§ **Your instructions**:
A verbatim reproduction of every entry is the expected answer.

§ **The data**:
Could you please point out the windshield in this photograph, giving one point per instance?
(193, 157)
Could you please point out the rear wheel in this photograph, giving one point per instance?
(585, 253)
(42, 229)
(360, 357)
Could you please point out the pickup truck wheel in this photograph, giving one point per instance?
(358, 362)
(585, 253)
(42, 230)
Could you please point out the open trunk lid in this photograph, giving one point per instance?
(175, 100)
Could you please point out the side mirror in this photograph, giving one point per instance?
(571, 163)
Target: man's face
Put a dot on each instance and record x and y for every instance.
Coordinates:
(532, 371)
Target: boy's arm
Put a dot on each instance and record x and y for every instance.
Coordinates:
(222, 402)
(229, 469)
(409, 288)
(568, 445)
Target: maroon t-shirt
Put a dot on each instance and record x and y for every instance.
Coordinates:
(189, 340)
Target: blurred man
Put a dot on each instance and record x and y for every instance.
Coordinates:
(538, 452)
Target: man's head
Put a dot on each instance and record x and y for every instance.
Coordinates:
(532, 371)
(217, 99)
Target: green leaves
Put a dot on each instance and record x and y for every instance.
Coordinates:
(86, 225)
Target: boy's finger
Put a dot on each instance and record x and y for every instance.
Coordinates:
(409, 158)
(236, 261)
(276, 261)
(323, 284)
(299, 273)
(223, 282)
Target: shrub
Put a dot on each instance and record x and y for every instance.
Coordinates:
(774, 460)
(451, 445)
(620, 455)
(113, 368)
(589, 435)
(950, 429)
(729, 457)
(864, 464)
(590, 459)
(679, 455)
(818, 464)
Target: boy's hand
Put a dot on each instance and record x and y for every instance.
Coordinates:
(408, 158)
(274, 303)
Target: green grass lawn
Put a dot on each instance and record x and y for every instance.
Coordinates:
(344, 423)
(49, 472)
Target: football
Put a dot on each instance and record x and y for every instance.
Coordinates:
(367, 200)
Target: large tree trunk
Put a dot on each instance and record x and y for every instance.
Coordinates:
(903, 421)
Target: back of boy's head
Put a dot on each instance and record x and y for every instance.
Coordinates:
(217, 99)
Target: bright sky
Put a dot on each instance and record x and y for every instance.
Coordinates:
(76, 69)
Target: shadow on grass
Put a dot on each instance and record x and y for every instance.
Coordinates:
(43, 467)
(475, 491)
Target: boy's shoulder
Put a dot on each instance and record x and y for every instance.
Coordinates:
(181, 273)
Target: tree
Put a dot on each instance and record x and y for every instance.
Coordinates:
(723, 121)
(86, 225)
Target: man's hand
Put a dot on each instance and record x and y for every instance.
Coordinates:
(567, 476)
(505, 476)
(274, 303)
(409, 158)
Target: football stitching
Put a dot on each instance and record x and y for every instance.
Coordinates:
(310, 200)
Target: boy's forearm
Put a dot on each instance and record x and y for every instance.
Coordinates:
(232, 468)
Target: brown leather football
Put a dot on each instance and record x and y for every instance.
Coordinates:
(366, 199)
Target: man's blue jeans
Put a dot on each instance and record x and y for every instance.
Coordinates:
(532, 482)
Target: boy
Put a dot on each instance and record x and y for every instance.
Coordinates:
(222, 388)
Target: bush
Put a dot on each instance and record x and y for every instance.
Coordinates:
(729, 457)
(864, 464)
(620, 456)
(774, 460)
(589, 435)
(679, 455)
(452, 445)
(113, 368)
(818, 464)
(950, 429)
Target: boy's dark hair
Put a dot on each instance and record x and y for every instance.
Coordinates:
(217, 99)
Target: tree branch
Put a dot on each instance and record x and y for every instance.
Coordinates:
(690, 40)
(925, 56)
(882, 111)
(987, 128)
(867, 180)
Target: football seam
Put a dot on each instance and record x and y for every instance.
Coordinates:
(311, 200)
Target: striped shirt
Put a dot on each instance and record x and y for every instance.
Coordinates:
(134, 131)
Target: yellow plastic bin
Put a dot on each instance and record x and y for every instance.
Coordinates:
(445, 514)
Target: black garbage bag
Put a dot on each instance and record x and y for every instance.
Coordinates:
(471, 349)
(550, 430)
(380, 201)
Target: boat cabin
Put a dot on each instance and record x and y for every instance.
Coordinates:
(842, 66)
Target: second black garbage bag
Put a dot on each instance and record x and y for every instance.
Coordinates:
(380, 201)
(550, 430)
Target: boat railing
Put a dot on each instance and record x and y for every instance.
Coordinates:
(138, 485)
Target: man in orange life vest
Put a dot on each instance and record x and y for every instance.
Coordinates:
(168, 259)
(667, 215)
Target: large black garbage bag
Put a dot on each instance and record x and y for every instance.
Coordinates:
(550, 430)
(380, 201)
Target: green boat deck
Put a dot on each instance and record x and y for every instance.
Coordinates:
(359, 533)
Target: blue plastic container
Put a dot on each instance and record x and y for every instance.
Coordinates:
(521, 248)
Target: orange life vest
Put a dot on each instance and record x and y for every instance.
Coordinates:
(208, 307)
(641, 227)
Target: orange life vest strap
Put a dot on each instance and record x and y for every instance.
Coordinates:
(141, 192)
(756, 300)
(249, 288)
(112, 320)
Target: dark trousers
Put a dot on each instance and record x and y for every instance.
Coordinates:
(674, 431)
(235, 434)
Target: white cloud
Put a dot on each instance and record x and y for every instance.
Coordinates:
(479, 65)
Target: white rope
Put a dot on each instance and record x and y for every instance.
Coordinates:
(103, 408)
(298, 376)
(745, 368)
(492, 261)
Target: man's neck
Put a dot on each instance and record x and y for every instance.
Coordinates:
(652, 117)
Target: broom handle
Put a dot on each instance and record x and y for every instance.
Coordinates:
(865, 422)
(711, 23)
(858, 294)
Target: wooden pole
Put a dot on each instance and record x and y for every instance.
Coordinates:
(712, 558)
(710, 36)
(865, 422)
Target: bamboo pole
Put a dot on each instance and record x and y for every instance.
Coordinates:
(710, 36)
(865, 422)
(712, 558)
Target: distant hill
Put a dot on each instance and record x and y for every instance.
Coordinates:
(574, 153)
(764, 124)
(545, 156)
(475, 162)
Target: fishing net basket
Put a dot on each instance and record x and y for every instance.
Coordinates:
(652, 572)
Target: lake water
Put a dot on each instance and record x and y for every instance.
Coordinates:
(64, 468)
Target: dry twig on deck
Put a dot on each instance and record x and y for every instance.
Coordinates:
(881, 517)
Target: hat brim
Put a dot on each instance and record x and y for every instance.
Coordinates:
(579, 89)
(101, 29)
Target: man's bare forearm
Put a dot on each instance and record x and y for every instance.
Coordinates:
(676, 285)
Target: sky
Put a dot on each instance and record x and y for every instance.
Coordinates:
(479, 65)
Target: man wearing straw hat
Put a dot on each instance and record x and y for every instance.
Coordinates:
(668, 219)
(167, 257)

§ **Answer space**:
Could you please point out the windshield in this photograph, giving one point per instance?
(193, 157)
Could you please point out the rear wheel in this photograph, giving one point per instance?
(585, 253)
(42, 229)
(360, 357)
Could you please point out the pickup truck wheel in this photograph, giving one point per instance?
(358, 362)
(585, 253)
(42, 230)
Could you please point out the open trunk lid in this photograph, giving one point per instance?
(175, 100)
Could you please point out the side mirror in this photograph, giving one point per instance?
(571, 163)
Target: man's face
Put a dot on each instance and record x and y for every instance.
Coordinates:
(532, 371)
Target: boy's arm
Put a dot on each instance and record x and y for every instance.
Coordinates:
(222, 402)
(229, 469)
(409, 288)
(568, 445)
Target: maroon t-shirt
Put a dot on each instance and record x and y for every instance.
Coordinates:
(189, 340)
Target: blurred man
Put a dot on each instance and record x and y for every instance.
Coordinates:
(538, 452)
Target: man's head
Put a dot on each instance and record x and y for every instance.
Coordinates:
(532, 371)
(217, 99)
Target: green leaves
Put a dot on each instance and record x and y for every instance.
Coordinates:
(86, 225)
Target: boy's finger
Put a dot on each instance and record x and y for every instance.
Coordinates:
(409, 158)
(236, 261)
(276, 261)
(323, 284)
(299, 273)
(223, 282)
Target: shrub
Put a dot on each instance and record x and y for every instance.
Coordinates:
(774, 460)
(451, 445)
(620, 455)
(113, 368)
(589, 435)
(950, 429)
(729, 457)
(864, 464)
(590, 459)
(679, 455)
(818, 464)
Target: boy's hand
Put a dot on each instance and record x and y for every instance.
Coordinates:
(408, 158)
(274, 303)
Target: green grass lawn
Put a dot on each instance and record x and y for every instance.
Coordinates:
(344, 423)
(49, 472)
Target: football
Put a dot on each instance and record x and y for every instance.
Coordinates:
(367, 200)
Target: large tree trunk
Put a dot on each instance and record x and y for every instance.
Coordinates:
(903, 421)
Target: back of boy's head
Put a dot on each instance and record x and y for every instance.
Coordinates:
(217, 99)
Target: bright sky
Put a dot on each instance and record x and y for every instance.
Coordinates:
(76, 69)
Target: shadow on grass
Put a dot on each instance and record x and y for every instance.
Coordinates:
(43, 467)
(475, 491)
Target: boy's shoulder
Put a dot on each instance and record x and y for every instance.
Coordinates:
(181, 273)
Target: tree
Put a dot on each instance and record x and y for every instance.
Coordinates:
(723, 121)
(86, 225)
Target: man's hand
Put a dot on each instance and record x and y for every instance.
Coordinates:
(567, 476)
(505, 476)
(274, 303)
(409, 158)
Target: football stitching
Put a dot on each instance and record x and y for every instance.
Coordinates:
(310, 200)
Target: boy's forearm
Put a dot on each instance and record x and y for every instance.
Coordinates:
(232, 468)
Target: brown leather football
Put a dot on each instance and record x and y for every instance.
Coordinates:
(366, 199)
Target: man's blue jeans
Put a dot on each instance and record x and y for every instance.
Coordinates:
(532, 482)
Target: boy
Put a dot on each instance and record x and y for every instance.
Coordinates:
(222, 388)
Target: bush
Put a dot on each instance and record x and y for every instance.
Coordinates:
(729, 457)
(864, 464)
(620, 456)
(774, 460)
(589, 435)
(679, 455)
(452, 445)
(113, 368)
(818, 464)
(950, 429)
Target: boy's dark hair
Put a dot on each instance and record x and y for every instance.
Coordinates:
(217, 99)
Target: tree branch
Put a dot on each instance and record x and y for every instance.
Coordinates:
(690, 40)
(925, 56)
(882, 111)
(987, 128)
(867, 180)
Target: football seam
Put a dot on each instance and record x and y for every instance.
Coordinates:
(311, 200)
Target: striped shirt
Put a dot on each instance and record x and y for every instance.
Coordinates:
(134, 131)
Target: yellow plastic bin
Put a dot on each instance and record x and y for every instance.
Coordinates:
(445, 514)
Target: black garbage bag
Put a dot on each instance and record x and y for every instance.
Coordinates:
(471, 349)
(550, 430)
(380, 201)
Target: boat cabin
Put a dot on each instance and record x and y for every instance.
Coordinates:
(842, 66)
Target: second black garbage bag
Put a dot on each instance and record x and y for every instance.
Coordinates:
(380, 201)
(550, 430)
Target: boat railing
Put a dot on each instance and record x and y for every instance.
Coordinates:
(138, 485)
Target: man in orange life vest
Put a dot on each instance and record x and y for every instance.
Coordinates:
(168, 259)
(667, 215)
Target: large black garbage bag
Put a dot on each instance and record x and y for every instance.
Coordinates:
(550, 430)
(380, 201)
Target: green boat deck
Put a dot on each instance and record x and y for every instance.
Coordinates:
(359, 533)
Target: blue plastic container
Put a dot on each instance and record x and y for every instance.
Coordinates:
(521, 248)
Target: orange life vest
Put a dot on each instance and record x and y for every instance.
Coordinates:
(208, 307)
(641, 227)
Target: orange life vest strap
Put a dot on each instance and record x and y for every instance.
Coordinates:
(141, 192)
(756, 300)
(249, 288)
(112, 320)
Target: dark trousers
Put a dot on each instance and record x and y for every instance.
Coordinates:
(674, 431)
(235, 434)
Target: white cloud
Put a dot on each instance and record x and y for every instance.
Coordinates:
(479, 65)
Target: white rope
Put a dot on each instance and record x and y for every instance.
Coordinates:
(103, 408)
(298, 376)
(745, 368)
(492, 261)
Target: man's neck
Put a dot on each instance and record x and y for every instance.
Coordinates:
(652, 117)
Target: broom handle
Put a dot on each instance and record x and y for every instance.
Coordinates:
(865, 422)
(711, 23)
(858, 294)
Target: wooden pole
Put a dot on each instance and record x and y for every instance.
Coordinates:
(712, 558)
(710, 36)
(865, 422)
Target: bamboo pole
Put a dot on each instance and record x and y for every instance.
Coordinates:
(710, 36)
(865, 422)
(712, 558)
Target: distant hill
Put a dot on each instance and record x and y for every instance.
Coordinates:
(574, 153)
(764, 124)
(545, 156)
(475, 162)
Target: fishing net basket
Put a dot on each instance and record x and y for every instance.
Coordinates:
(652, 572)
Target: lake water
Put a dot on each instance and record x and y for every instance.
Coordinates:
(64, 468)
Target: dry twig on deck
Put a dot on each instance and record x and y for every instance.
Coordinates:
(881, 517)
Target: hat brim
Put a dot on each instance and record x and y for every instance.
Coordinates:
(579, 89)
(101, 29)
Target: man's bare forearm
Put a dot on each instance and record x and y for every instance.
Coordinates:
(676, 285)
Target: sky
Put a dot on each instance and record x and y for every instance.
Coordinates:
(479, 65)
Target: man wearing straw hat
Put a dot on each instance and record x and y for every instance.
Coordinates:
(668, 219)
(167, 257)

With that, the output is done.